(Data records)
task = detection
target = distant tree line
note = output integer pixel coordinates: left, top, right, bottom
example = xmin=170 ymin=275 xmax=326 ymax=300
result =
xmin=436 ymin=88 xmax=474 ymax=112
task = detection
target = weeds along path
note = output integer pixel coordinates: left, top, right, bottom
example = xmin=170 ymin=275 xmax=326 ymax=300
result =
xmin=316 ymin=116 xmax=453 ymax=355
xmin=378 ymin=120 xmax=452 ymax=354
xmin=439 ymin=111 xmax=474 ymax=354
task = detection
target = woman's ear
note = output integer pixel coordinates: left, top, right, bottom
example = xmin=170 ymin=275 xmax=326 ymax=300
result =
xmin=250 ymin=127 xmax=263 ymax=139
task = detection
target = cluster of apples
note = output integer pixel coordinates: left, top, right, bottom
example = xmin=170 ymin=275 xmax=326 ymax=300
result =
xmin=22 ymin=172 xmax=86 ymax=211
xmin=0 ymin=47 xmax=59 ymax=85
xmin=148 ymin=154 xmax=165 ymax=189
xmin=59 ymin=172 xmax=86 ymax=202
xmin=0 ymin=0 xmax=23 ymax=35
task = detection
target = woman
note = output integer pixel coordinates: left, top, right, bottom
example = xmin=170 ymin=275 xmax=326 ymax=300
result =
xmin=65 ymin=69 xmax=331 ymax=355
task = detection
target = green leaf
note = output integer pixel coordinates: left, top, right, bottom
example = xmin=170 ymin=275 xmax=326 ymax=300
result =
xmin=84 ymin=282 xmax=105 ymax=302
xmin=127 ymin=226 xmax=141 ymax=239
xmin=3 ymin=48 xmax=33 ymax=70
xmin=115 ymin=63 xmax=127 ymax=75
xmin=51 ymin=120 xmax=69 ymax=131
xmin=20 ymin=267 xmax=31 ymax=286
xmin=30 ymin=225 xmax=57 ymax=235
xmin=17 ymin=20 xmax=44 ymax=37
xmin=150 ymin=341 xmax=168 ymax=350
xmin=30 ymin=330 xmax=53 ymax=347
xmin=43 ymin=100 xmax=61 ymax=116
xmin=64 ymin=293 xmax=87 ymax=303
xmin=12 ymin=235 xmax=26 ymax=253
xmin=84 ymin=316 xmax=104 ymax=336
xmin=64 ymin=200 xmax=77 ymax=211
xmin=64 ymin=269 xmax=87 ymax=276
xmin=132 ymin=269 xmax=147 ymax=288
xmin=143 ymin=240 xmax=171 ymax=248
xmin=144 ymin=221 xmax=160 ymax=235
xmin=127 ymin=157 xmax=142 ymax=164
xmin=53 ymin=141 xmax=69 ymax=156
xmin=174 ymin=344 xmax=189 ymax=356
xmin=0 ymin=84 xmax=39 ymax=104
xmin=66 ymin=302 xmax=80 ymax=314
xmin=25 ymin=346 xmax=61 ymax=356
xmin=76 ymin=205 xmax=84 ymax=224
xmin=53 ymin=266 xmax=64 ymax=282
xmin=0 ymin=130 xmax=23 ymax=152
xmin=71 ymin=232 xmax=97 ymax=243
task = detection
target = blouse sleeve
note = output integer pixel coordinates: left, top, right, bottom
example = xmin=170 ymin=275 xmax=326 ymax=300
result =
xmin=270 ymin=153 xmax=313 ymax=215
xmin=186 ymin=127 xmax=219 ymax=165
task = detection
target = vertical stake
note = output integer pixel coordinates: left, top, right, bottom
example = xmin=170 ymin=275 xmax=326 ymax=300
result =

## [Written exercise]
Rewrite the records from the first line through the line containing "xmin=250 ymin=127 xmax=263 ymax=139", replacing "detection" with "localization" and leaving everything else unchanged. Output only those lines.

## [Result of the task]
task = localization
target = distant tree line
note = output integer pixel coordinates: left, top, right, bottom
example = xmin=170 ymin=275 xmax=326 ymax=300
result =
xmin=436 ymin=88 xmax=474 ymax=112
task = localization
target = weeds along path
note = output integer pixel coordinates: left, top, right, bottom
example = xmin=170 ymin=275 xmax=326 ymax=300
result =
xmin=316 ymin=116 xmax=453 ymax=355
xmin=378 ymin=120 xmax=452 ymax=354
xmin=439 ymin=111 xmax=474 ymax=354
task = localization
target = woman's ear
note = output integer pixel coordinates: left, top, right, bottom
example = xmin=170 ymin=275 xmax=326 ymax=300
result =
xmin=250 ymin=127 xmax=263 ymax=139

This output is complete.